▶ [Given instruction] Put every one of the rows below into a numbered list, leaving out any blank lines.
_ _ _ _ _
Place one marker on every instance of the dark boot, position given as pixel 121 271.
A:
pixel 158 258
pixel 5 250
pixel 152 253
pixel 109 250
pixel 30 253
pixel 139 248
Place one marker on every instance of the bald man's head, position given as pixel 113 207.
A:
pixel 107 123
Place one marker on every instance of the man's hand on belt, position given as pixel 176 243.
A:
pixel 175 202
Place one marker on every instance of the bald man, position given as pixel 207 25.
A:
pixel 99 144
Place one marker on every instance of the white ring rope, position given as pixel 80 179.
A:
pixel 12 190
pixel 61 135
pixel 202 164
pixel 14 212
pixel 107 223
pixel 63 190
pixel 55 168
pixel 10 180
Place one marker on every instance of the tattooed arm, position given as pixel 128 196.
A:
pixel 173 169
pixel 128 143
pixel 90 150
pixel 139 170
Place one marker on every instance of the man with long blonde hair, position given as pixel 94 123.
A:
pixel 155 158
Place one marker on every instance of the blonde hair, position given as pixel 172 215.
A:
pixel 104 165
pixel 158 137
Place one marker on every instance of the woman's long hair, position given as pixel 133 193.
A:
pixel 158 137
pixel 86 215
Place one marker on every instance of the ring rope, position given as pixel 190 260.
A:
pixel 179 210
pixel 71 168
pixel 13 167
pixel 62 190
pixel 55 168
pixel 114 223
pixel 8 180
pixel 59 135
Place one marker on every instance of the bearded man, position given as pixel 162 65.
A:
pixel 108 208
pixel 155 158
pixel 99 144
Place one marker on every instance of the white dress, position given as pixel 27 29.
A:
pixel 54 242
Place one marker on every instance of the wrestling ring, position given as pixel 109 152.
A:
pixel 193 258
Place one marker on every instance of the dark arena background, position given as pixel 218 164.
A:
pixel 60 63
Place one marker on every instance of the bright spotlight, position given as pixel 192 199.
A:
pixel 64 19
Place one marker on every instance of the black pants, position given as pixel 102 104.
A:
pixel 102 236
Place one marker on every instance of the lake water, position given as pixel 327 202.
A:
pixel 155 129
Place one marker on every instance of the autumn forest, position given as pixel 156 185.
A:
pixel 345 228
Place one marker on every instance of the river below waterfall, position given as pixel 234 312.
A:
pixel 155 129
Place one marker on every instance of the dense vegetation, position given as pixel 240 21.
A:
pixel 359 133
_ _ _ _ _
▶ [Solution to this task]
1. Place one marker on every instance of the dark boot, position given as pixel 121 271.
2. A:
3. pixel 158 258
4. pixel 5 250
5. pixel 152 253
6. pixel 109 250
7. pixel 30 253
8. pixel 139 248
9. Place one marker on every instance of the bald man's head, position given as pixel 113 207.
10. A:
11. pixel 107 123
12. Place one marker on every instance of the man's hand on belt, position given as pixel 176 243.
13. A:
14. pixel 175 202
15. Place one marker on every instance of the bald man, position given as pixel 207 25.
16. A:
17. pixel 99 144
18. Place one marker on every instance of the white ring rope, position given as pixel 80 179.
19. A:
20. pixel 12 190
21. pixel 61 135
22. pixel 202 164
23. pixel 14 212
24. pixel 107 223
25. pixel 63 190
26. pixel 55 168
27. pixel 10 180
28. Place one marker on every instance of the tattooed arm, position given as pixel 128 196.
29. A:
30. pixel 173 169
31. pixel 128 143
32. pixel 90 150
33. pixel 139 170
34. Place one marker on every instance of the man with long blonde hair, position given as pixel 94 123.
35. A:
36. pixel 155 158
37. Place one marker on every instance of the blonde hair, position given as pixel 172 215.
38. A:
39. pixel 104 165
40. pixel 158 137
41. Place one marker on every instance of the woman's long hair, position given as pixel 133 193.
42. A:
43. pixel 158 137
44. pixel 86 215
45. Place one marker on every instance of the ring rope, position given as pixel 190 260.
46. A:
47. pixel 179 210
48. pixel 71 168
49. pixel 13 167
50. pixel 62 190
51. pixel 55 168
52. pixel 114 223
53. pixel 8 180
54. pixel 59 135
55. Place one marker on every instance of the bearded man, position given as pixel 162 65.
56. A:
57. pixel 108 208
58. pixel 155 158
59. pixel 99 144
60. Place one marker on every instance of the white dress, position given as pixel 27 29.
61. A:
62. pixel 54 242
63. Place one marker on every instance of the wrestling ring, position given as pixel 109 152.
64. A:
65. pixel 193 258
66. Place one marker on every instance of the dark arena background, position given as pixel 218 164.
67. A:
68. pixel 60 63
69. Place one marker on every instance of the bright spotlight, position given as pixel 192 199.
70. A:
71. pixel 64 19
72. Place one marker on every instance of the black pants, position given as pixel 102 104.
73. A:
74. pixel 102 236
75. Place one marker on every instance of the lake water, position given as pixel 327 202.
76. A:
77. pixel 155 129
78. Place one marker on every instance of the autumn forest, position given as pixel 156 185.
79. A:
80. pixel 345 228
81. Place one marker on every instance of the river below waterfall, position given as pixel 234 312.
82. A:
83. pixel 155 129
84. Place one marker on every instance of the dense vegetation, position given as pixel 240 21.
85. A:
86. pixel 359 133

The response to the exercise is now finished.